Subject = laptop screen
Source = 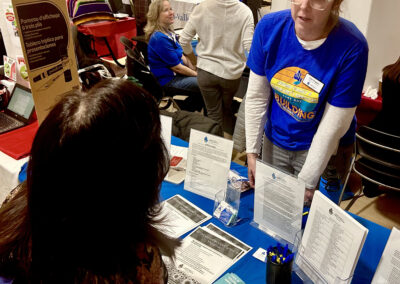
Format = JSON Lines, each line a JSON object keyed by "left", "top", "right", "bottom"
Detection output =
{"left": 7, "top": 86, "right": 34, "bottom": 120}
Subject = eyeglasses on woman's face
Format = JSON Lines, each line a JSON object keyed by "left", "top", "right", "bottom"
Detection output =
{"left": 290, "top": 0, "right": 333, "bottom": 11}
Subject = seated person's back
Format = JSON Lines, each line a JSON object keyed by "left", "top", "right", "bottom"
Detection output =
{"left": 0, "top": 79, "right": 180, "bottom": 283}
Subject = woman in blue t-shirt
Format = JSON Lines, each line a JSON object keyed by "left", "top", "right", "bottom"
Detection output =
{"left": 245, "top": 0, "right": 368, "bottom": 205}
{"left": 144, "top": 0, "right": 204, "bottom": 112}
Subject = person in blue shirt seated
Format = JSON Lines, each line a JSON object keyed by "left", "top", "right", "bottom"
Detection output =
{"left": 144, "top": 0, "right": 205, "bottom": 112}
{"left": 0, "top": 79, "right": 180, "bottom": 283}
{"left": 245, "top": 0, "right": 369, "bottom": 206}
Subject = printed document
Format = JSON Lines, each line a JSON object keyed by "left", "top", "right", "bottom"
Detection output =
{"left": 253, "top": 160, "right": 304, "bottom": 244}
{"left": 165, "top": 225, "right": 251, "bottom": 283}
{"left": 372, "top": 227, "right": 400, "bottom": 284}
{"left": 160, "top": 114, "right": 172, "bottom": 154}
{"left": 171, "top": 144, "right": 188, "bottom": 159}
{"left": 184, "top": 129, "right": 233, "bottom": 199}
{"left": 156, "top": 195, "right": 211, "bottom": 238}
{"left": 164, "top": 145, "right": 188, "bottom": 184}
{"left": 296, "top": 191, "right": 368, "bottom": 284}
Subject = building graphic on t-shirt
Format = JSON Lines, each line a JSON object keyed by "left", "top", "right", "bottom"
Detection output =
{"left": 270, "top": 67, "right": 319, "bottom": 122}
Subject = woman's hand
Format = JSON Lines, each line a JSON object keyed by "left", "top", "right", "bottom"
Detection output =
{"left": 182, "top": 54, "right": 196, "bottom": 71}
{"left": 304, "top": 187, "right": 316, "bottom": 207}
{"left": 170, "top": 63, "right": 197, "bottom": 77}
{"left": 247, "top": 153, "right": 258, "bottom": 188}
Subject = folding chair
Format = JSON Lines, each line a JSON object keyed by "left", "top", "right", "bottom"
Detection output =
{"left": 339, "top": 125, "right": 400, "bottom": 210}
{"left": 120, "top": 36, "right": 177, "bottom": 108}
{"left": 120, "top": 36, "right": 205, "bottom": 112}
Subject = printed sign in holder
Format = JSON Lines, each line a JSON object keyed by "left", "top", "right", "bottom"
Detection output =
{"left": 294, "top": 237, "right": 354, "bottom": 284}
{"left": 12, "top": 0, "right": 79, "bottom": 123}
{"left": 251, "top": 159, "right": 304, "bottom": 246}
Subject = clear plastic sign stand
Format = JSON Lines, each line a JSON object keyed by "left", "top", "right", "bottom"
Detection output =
{"left": 213, "top": 177, "right": 241, "bottom": 227}
{"left": 250, "top": 225, "right": 304, "bottom": 282}
{"left": 250, "top": 220, "right": 296, "bottom": 246}
{"left": 251, "top": 159, "right": 304, "bottom": 245}
{"left": 251, "top": 228, "right": 355, "bottom": 283}
{"left": 291, "top": 227, "right": 354, "bottom": 283}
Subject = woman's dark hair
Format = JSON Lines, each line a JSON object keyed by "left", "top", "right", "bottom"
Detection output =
{"left": 370, "top": 56, "right": 400, "bottom": 135}
{"left": 382, "top": 56, "right": 400, "bottom": 85}
{"left": 0, "top": 79, "right": 179, "bottom": 282}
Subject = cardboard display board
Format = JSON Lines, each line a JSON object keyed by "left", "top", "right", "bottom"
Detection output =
{"left": 12, "top": 0, "right": 79, "bottom": 123}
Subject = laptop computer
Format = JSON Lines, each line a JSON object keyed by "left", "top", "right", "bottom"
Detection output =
{"left": 0, "top": 84, "right": 35, "bottom": 135}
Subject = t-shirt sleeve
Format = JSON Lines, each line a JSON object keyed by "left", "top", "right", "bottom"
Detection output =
{"left": 246, "top": 20, "right": 267, "bottom": 76}
{"left": 328, "top": 41, "right": 369, "bottom": 108}
{"left": 151, "top": 33, "right": 182, "bottom": 67}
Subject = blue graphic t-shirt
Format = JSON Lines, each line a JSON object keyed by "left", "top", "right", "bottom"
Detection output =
{"left": 247, "top": 10, "right": 368, "bottom": 151}
{"left": 148, "top": 31, "right": 183, "bottom": 86}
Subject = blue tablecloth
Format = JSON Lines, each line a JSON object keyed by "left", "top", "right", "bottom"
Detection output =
{"left": 163, "top": 136, "right": 391, "bottom": 283}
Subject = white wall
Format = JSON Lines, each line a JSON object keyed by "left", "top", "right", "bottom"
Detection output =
{"left": 269, "top": 0, "right": 400, "bottom": 90}
{"left": 339, "top": 0, "right": 372, "bottom": 36}
{"left": 271, "top": 0, "right": 289, "bottom": 12}
{"left": 362, "top": 0, "right": 400, "bottom": 90}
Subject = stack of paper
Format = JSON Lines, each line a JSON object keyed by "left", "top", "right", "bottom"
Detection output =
{"left": 165, "top": 223, "right": 252, "bottom": 283}
{"left": 165, "top": 148, "right": 187, "bottom": 184}
{"left": 253, "top": 160, "right": 304, "bottom": 244}
{"left": 184, "top": 129, "right": 233, "bottom": 200}
{"left": 296, "top": 191, "right": 368, "bottom": 284}
{"left": 372, "top": 227, "right": 400, "bottom": 284}
{"left": 156, "top": 195, "right": 211, "bottom": 238}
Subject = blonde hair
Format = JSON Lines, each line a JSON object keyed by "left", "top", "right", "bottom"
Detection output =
{"left": 144, "top": 0, "right": 174, "bottom": 41}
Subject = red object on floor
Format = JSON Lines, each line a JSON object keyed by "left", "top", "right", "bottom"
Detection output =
{"left": 77, "top": 17, "right": 137, "bottom": 61}
{"left": 356, "top": 93, "right": 383, "bottom": 129}
{"left": 0, "top": 120, "right": 39, "bottom": 160}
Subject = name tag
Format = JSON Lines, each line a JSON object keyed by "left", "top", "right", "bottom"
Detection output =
{"left": 303, "top": 73, "right": 324, "bottom": 93}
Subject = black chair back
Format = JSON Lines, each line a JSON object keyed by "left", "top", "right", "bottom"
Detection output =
{"left": 354, "top": 126, "right": 400, "bottom": 191}
{"left": 120, "top": 36, "right": 163, "bottom": 102}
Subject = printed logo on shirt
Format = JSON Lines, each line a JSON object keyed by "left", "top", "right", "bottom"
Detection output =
{"left": 270, "top": 67, "right": 323, "bottom": 122}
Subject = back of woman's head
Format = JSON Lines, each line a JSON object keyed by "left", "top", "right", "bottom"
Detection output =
{"left": 28, "top": 79, "right": 169, "bottom": 281}
{"left": 381, "top": 56, "right": 400, "bottom": 114}
{"left": 382, "top": 56, "right": 400, "bottom": 84}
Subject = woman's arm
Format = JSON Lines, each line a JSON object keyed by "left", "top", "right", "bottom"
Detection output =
{"left": 170, "top": 63, "right": 197, "bottom": 77}
{"left": 299, "top": 37, "right": 368, "bottom": 191}
{"left": 181, "top": 54, "right": 196, "bottom": 71}
{"left": 179, "top": 9, "right": 197, "bottom": 55}
{"left": 245, "top": 70, "right": 271, "bottom": 186}
{"left": 298, "top": 103, "right": 356, "bottom": 189}
{"left": 242, "top": 11, "right": 254, "bottom": 54}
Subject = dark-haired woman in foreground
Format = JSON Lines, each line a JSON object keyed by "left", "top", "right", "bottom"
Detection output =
{"left": 0, "top": 79, "right": 180, "bottom": 283}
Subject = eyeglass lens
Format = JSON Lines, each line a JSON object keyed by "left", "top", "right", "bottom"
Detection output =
{"left": 290, "top": 0, "right": 330, "bottom": 11}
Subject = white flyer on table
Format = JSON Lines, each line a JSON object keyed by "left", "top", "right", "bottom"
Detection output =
{"left": 165, "top": 226, "right": 251, "bottom": 284}
{"left": 164, "top": 145, "right": 188, "bottom": 185}
{"left": 372, "top": 227, "right": 400, "bottom": 284}
{"left": 160, "top": 114, "right": 172, "bottom": 154}
{"left": 253, "top": 160, "right": 304, "bottom": 244}
{"left": 204, "top": 223, "right": 252, "bottom": 254}
{"left": 184, "top": 129, "right": 233, "bottom": 200}
{"left": 171, "top": 144, "right": 188, "bottom": 159}
{"left": 156, "top": 195, "right": 211, "bottom": 238}
{"left": 296, "top": 191, "right": 368, "bottom": 284}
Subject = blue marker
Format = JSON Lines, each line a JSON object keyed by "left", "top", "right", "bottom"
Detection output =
{"left": 284, "top": 244, "right": 288, "bottom": 257}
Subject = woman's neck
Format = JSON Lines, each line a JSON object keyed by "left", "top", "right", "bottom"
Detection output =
{"left": 296, "top": 27, "right": 329, "bottom": 41}
{"left": 159, "top": 23, "right": 171, "bottom": 33}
◆ ◆ ◆ ◆ ◆ ◆ ◆
• [Assigned task]: When a line in the listing has the string "seated" in it, return that line.

• [Task response]:
Subject = seated person's back
Subject = person in blue shirt seated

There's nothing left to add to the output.